*** Listed entries ***

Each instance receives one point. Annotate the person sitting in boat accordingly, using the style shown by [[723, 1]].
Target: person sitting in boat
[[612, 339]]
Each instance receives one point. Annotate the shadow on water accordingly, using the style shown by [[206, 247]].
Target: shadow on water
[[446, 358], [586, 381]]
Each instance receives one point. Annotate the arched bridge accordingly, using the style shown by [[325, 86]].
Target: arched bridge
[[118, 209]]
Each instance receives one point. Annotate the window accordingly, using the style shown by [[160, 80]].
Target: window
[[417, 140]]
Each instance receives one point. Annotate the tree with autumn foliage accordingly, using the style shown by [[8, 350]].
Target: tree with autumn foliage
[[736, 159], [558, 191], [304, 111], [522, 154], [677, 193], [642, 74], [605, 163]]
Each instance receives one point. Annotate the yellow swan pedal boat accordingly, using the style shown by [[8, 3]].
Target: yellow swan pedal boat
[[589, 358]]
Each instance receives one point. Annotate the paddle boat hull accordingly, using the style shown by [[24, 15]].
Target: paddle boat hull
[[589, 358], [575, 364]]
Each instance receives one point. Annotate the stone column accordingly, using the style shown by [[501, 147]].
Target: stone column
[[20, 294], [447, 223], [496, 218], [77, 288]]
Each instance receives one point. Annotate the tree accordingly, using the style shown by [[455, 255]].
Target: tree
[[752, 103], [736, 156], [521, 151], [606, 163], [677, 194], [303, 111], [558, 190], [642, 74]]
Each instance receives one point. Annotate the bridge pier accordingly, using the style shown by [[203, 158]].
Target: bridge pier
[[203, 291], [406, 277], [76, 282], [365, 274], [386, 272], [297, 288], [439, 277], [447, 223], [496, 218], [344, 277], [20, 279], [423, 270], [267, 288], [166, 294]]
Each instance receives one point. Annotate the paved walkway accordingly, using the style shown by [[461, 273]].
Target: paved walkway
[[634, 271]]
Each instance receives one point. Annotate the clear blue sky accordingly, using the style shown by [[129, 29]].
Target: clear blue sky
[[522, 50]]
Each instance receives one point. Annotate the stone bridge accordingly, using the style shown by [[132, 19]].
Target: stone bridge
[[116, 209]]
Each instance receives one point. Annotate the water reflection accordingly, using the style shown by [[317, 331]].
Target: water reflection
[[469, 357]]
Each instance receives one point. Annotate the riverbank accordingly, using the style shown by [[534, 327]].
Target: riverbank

***

What to work on |
Filter the listing above for the string "riverbank" and copy every matching line.

Answer space |
Each instance receives one point. Annotate the riverbank accordingly, using the style shown by [[534, 327]].
Target: riverbank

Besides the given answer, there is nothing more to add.